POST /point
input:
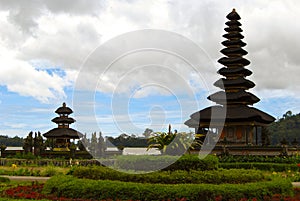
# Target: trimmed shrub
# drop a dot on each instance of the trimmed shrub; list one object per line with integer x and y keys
{"x": 172, "y": 177}
{"x": 68, "y": 186}
{"x": 4, "y": 180}
{"x": 259, "y": 159}
{"x": 164, "y": 162}
{"x": 277, "y": 167}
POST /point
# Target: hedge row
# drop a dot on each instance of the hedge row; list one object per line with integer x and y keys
{"x": 68, "y": 186}
{"x": 170, "y": 163}
{"x": 277, "y": 167}
{"x": 172, "y": 177}
{"x": 260, "y": 159}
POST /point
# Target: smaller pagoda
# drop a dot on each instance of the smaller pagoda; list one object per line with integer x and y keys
{"x": 60, "y": 137}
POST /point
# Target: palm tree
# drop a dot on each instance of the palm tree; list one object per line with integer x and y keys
{"x": 172, "y": 143}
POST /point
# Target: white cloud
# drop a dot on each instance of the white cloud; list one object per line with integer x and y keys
{"x": 22, "y": 78}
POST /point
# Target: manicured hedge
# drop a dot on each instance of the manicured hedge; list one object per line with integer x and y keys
{"x": 260, "y": 159}
{"x": 68, "y": 186}
{"x": 172, "y": 177}
{"x": 171, "y": 163}
{"x": 277, "y": 167}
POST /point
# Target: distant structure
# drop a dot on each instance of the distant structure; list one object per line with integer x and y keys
{"x": 61, "y": 136}
{"x": 242, "y": 124}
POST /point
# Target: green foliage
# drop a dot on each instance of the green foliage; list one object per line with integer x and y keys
{"x": 12, "y": 142}
{"x": 193, "y": 162}
{"x": 278, "y": 167}
{"x": 287, "y": 127}
{"x": 4, "y": 180}
{"x": 128, "y": 141}
{"x": 50, "y": 171}
{"x": 172, "y": 143}
{"x": 171, "y": 163}
{"x": 171, "y": 177}
{"x": 259, "y": 159}
{"x": 68, "y": 186}
{"x": 27, "y": 156}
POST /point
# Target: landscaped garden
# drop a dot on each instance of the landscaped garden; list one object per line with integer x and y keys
{"x": 189, "y": 178}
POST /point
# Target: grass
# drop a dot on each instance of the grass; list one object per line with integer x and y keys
{"x": 33, "y": 171}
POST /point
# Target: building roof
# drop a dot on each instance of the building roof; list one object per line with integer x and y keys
{"x": 63, "y": 119}
{"x": 233, "y": 100}
{"x": 240, "y": 96}
{"x": 63, "y": 133}
{"x": 64, "y": 110}
{"x": 217, "y": 114}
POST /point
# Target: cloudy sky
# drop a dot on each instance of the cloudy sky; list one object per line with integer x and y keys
{"x": 124, "y": 66}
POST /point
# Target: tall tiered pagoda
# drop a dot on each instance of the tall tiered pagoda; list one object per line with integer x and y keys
{"x": 232, "y": 118}
{"x": 62, "y": 135}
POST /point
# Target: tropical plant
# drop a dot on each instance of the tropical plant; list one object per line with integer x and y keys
{"x": 172, "y": 143}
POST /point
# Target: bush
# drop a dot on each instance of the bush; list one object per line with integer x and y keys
{"x": 68, "y": 186}
{"x": 170, "y": 163}
{"x": 4, "y": 180}
{"x": 259, "y": 159}
{"x": 171, "y": 177}
{"x": 50, "y": 171}
{"x": 277, "y": 167}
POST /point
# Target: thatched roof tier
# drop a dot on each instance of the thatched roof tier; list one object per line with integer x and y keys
{"x": 233, "y": 100}
{"x": 234, "y": 43}
{"x": 233, "y": 15}
{"x": 63, "y": 119}
{"x": 234, "y": 83}
{"x": 230, "y": 114}
{"x": 64, "y": 110}
{"x": 234, "y": 71}
{"x": 239, "y": 97}
{"x": 226, "y": 61}
{"x": 233, "y": 51}
{"x": 63, "y": 133}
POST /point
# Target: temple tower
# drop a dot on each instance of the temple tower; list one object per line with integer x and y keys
{"x": 62, "y": 135}
{"x": 242, "y": 123}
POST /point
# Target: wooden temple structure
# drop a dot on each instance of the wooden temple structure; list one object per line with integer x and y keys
{"x": 61, "y": 136}
{"x": 232, "y": 120}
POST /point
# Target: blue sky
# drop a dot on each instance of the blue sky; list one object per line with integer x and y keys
{"x": 118, "y": 75}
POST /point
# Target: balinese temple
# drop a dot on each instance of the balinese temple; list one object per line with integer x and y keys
{"x": 62, "y": 135}
{"x": 232, "y": 119}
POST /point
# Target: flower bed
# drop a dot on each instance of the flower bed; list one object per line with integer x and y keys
{"x": 68, "y": 186}
{"x": 34, "y": 191}
{"x": 172, "y": 177}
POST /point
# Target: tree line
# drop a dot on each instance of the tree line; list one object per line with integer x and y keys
{"x": 285, "y": 129}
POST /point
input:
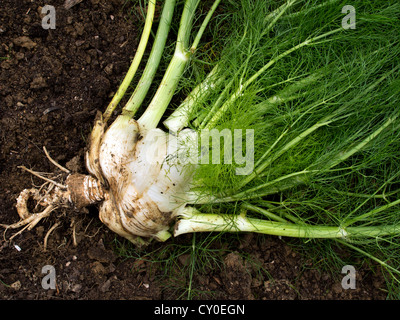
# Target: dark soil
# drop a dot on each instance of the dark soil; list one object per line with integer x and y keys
{"x": 52, "y": 82}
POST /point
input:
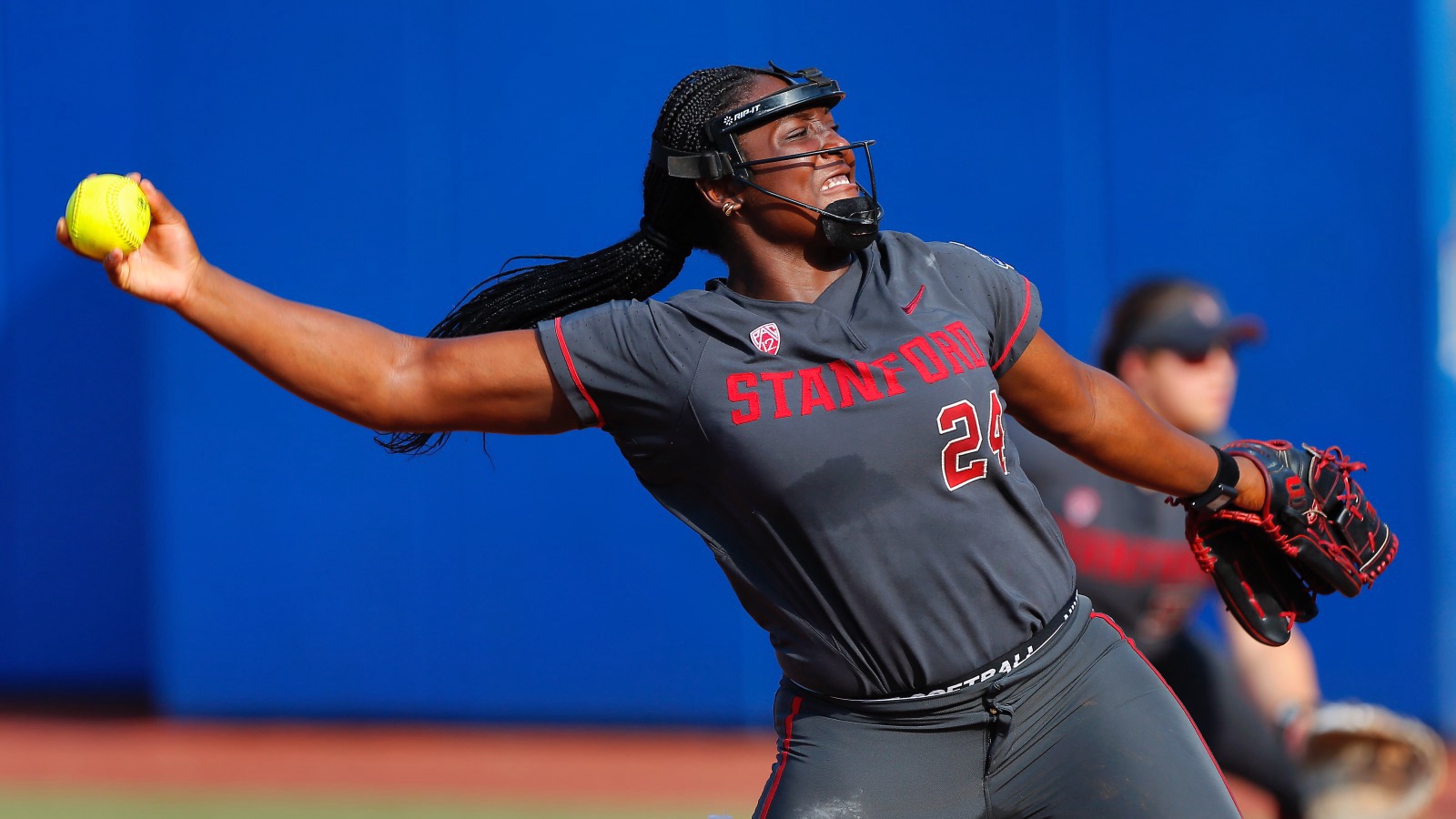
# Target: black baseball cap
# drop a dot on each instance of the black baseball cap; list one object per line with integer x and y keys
{"x": 1191, "y": 322}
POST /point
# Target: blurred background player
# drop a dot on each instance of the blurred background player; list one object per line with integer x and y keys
{"x": 1259, "y": 709}
{"x": 1174, "y": 341}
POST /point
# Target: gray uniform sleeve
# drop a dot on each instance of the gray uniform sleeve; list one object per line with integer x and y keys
{"x": 618, "y": 365}
{"x": 1014, "y": 302}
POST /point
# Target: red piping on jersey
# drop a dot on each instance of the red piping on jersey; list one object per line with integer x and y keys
{"x": 1026, "y": 312}
{"x": 571, "y": 368}
{"x": 1103, "y": 617}
{"x": 914, "y": 302}
{"x": 784, "y": 755}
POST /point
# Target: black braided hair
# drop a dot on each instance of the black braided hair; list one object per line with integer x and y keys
{"x": 674, "y": 222}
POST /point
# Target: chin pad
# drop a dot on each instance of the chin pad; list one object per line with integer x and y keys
{"x": 863, "y": 228}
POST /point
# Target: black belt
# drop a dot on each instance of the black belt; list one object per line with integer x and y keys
{"x": 997, "y": 668}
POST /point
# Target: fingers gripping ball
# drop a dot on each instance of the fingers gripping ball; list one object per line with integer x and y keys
{"x": 106, "y": 212}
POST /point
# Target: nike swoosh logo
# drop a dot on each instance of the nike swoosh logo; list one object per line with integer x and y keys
{"x": 914, "y": 302}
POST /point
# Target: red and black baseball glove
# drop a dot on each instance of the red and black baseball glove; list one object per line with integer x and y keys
{"x": 1315, "y": 535}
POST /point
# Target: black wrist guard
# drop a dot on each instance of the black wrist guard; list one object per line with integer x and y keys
{"x": 1223, "y": 489}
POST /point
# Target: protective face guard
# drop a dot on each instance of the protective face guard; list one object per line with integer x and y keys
{"x": 851, "y": 223}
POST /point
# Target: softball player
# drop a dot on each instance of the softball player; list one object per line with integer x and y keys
{"x": 1172, "y": 339}
{"x": 830, "y": 420}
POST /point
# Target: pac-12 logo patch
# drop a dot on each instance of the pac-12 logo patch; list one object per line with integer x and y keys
{"x": 766, "y": 339}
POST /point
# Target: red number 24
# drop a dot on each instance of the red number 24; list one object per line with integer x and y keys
{"x": 957, "y": 464}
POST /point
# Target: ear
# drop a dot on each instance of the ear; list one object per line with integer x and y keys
{"x": 720, "y": 191}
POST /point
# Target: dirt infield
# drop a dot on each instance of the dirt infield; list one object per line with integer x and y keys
{"x": 718, "y": 771}
{"x": 599, "y": 768}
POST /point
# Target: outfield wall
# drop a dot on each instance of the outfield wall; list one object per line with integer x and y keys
{"x": 171, "y": 522}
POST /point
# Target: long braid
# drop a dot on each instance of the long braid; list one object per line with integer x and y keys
{"x": 674, "y": 222}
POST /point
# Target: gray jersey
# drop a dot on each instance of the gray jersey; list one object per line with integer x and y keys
{"x": 844, "y": 460}
{"x": 1128, "y": 545}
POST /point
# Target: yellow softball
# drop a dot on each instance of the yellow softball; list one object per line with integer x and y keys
{"x": 106, "y": 212}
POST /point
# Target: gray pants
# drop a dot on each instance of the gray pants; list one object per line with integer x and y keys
{"x": 1084, "y": 729}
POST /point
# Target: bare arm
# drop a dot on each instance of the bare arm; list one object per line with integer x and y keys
{"x": 353, "y": 368}
{"x": 1098, "y": 420}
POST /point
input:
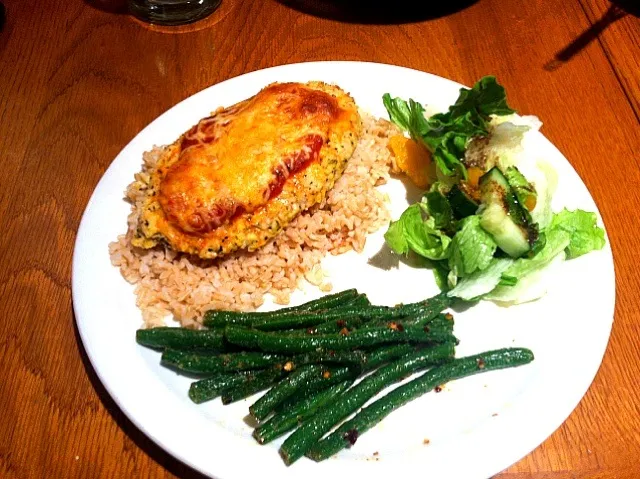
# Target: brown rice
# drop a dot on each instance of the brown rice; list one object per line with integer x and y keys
{"x": 169, "y": 283}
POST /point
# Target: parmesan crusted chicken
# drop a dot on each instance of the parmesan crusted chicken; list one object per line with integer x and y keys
{"x": 237, "y": 178}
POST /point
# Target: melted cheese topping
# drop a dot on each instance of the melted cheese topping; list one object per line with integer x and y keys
{"x": 236, "y": 178}
{"x": 236, "y": 160}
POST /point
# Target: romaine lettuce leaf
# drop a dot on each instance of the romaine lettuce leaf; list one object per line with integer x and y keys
{"x": 413, "y": 232}
{"x": 439, "y": 208}
{"x": 583, "y": 230}
{"x": 446, "y": 134}
{"x": 472, "y": 248}
{"x": 478, "y": 284}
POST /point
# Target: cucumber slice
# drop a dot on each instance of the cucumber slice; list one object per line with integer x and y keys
{"x": 503, "y": 217}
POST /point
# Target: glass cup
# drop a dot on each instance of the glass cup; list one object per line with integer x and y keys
{"x": 172, "y": 12}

• • •

▸ **Set exercise**
Pull out every line of the data above that contains the string "wooden", treating uppercase and lowercase letters as different, and copy each matching line in full.

▸ **Reply to the task**
# Target: wooden temple structure
# drop a dot on each instance of the wooden temple structure; list one object per line with integer x and y keys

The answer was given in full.